Noël ou presque
NOËL ou presque
Comment résister à un p’tit dernier (billet) pour la route vers 2019 quand on naquit un 24 décembre, en pleine guerre, à 18 heures heure allemande et donc selon le méridien de Berlin ! Un 24-12. Et mon numéro de CCP où étaient virés mes premiers salaires était 22-44-22, une variation commode à retenir autour de mon année de naissance. La numérologie aurait-elle quelque fondement ?
Personnellement pour ma part je suis donc un Noël raté en somme, né trop tôt, en avance sur le petit Jésus ! Coïncidence malencontreuse que cette confusion entre deux occasions festives de cadeaux ? Ou au contraire, regain d’attentions et double cadeau ?
Parlons peu, parlons chiffres. Dans mes collections centrées sur le Sud de l’Artois les Noël/ Noëlle représentent 0,8% des individus côté maternel, 0,74% côté paternel, (soit 123 sur 16000) et seulement 0,6% du côté de la Bretagne (8 sur 1300). On pourrait croire que ce sont surtout des bébés nés le jour ou la veille qu’on a ainsi baptisés. Pas du tout pas du tout! Ils ne sont que 16 sur les 123 : en Bretagne, l’unique représentant né ce jour-là a été prénommé Yves, comme presque tous les garçons là-bas : Yves Jégouic né le 25 décembre 1688. NOËL est donc un prénom à part entière, quasiment déconnecté de la fête chrétienne. Mais pour trouver un Saint Noël, il a fallu attendre Natalis abbé de Rilnamanach fêté -c’est un peu ballot- le 27 janvier ! On connaît aussi un Saint Natalis d’Ulster, un saint Noël, missionnaire jésuite envoyé au Canada et tué par un Iroquois – ou un Huron- qu’il avait converti - crut-il.

▶ **Défis**:
**1.** Résumez le billet en deux phrases.
**2.** Selon le billet, à quelle date fête-t-on Natalis, abbé de Rilnamanach ?

Annotations de position

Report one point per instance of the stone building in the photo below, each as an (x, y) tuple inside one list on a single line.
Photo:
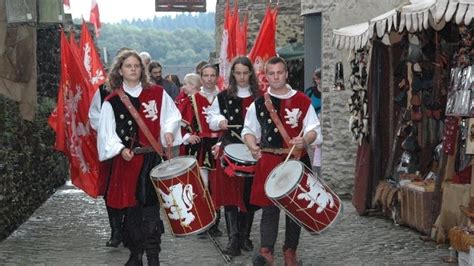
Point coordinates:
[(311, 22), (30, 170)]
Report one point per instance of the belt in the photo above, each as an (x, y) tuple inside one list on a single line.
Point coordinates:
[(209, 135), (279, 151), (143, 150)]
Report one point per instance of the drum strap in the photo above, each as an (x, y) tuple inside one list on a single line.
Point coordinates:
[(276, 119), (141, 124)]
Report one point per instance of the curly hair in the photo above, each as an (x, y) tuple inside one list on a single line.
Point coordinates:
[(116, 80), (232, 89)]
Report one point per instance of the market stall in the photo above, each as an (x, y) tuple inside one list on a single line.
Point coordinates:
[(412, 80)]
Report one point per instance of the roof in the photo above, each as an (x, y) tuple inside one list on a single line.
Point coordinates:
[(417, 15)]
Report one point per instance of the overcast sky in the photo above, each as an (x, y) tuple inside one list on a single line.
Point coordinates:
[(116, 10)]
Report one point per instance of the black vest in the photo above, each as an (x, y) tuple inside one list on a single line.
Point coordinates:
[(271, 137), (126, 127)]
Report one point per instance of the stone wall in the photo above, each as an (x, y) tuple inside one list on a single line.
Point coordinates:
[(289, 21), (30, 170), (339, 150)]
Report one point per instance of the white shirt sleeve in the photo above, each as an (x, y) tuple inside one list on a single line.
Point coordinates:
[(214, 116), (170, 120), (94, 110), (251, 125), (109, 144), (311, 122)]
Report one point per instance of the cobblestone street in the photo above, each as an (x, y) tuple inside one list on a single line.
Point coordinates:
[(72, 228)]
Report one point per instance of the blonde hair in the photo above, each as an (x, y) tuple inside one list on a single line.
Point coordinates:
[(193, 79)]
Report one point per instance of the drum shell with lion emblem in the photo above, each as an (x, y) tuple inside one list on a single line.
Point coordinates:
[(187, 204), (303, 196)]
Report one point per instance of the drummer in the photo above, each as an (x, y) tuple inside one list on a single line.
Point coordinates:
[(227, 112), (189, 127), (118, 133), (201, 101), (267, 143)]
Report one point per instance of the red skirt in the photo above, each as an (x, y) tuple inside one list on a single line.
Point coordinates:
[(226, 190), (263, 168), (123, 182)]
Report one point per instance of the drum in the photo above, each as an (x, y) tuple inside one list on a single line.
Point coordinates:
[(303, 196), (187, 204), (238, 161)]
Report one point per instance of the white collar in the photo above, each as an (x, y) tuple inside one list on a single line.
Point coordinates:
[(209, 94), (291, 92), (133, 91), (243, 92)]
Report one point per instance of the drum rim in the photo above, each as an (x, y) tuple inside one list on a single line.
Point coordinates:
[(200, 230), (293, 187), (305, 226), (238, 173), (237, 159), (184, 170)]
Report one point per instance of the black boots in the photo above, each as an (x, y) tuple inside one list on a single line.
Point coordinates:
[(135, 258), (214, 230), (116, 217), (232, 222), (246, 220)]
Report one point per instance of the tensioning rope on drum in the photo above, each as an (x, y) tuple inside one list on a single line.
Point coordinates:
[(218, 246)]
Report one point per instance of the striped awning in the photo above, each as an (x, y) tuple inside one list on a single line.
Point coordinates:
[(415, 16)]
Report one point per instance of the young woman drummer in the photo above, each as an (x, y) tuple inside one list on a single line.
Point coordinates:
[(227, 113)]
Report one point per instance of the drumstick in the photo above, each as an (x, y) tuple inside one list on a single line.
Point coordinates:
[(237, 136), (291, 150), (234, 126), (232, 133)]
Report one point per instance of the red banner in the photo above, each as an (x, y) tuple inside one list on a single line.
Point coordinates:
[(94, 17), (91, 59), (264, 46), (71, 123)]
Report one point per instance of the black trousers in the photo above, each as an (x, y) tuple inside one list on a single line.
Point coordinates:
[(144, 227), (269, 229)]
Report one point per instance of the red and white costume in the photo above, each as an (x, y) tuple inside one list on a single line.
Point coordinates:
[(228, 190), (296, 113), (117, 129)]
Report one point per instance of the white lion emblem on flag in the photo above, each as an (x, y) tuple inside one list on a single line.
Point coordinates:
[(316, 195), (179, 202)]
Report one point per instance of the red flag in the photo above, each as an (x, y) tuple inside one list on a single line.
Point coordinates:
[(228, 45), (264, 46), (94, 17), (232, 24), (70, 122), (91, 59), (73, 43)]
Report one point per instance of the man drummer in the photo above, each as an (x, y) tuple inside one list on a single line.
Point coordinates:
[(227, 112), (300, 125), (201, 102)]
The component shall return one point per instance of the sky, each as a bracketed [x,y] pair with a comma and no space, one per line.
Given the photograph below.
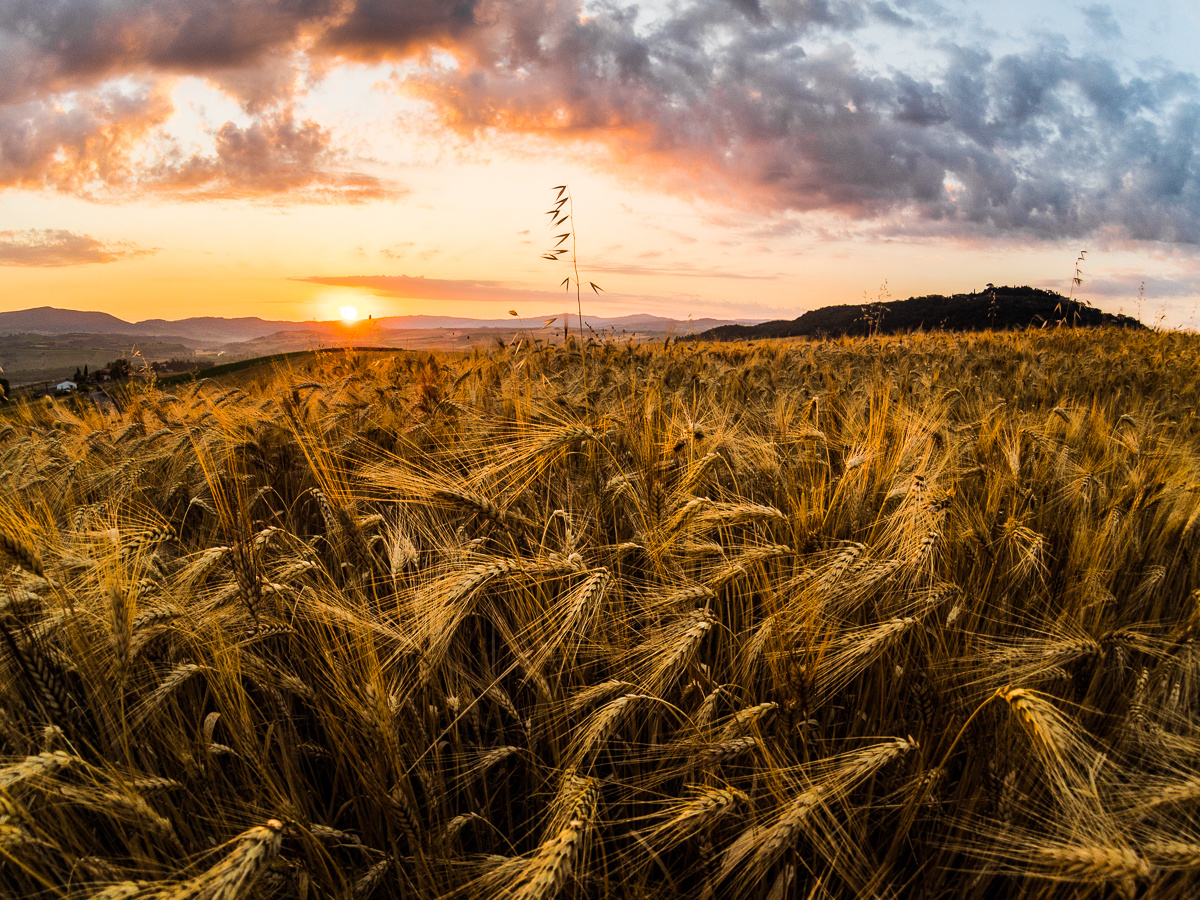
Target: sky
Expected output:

▶ **Solutions**:
**1.** L'auteur, né un 24 décembre, se dit un Noël raté, né trop tôt, en avance sur le petit Jésus. Dans ses collections, les Noël et Noëlle représentent entre 0,6 % et 0,8 % des individus, et seuls 16 sur 123 sont nés le jour ou la veille de Noël, ce qui fait de Noël un prénom à part entière, quasiment déconnecté de la fête chrétienne.

**2.** Le 27 janvier.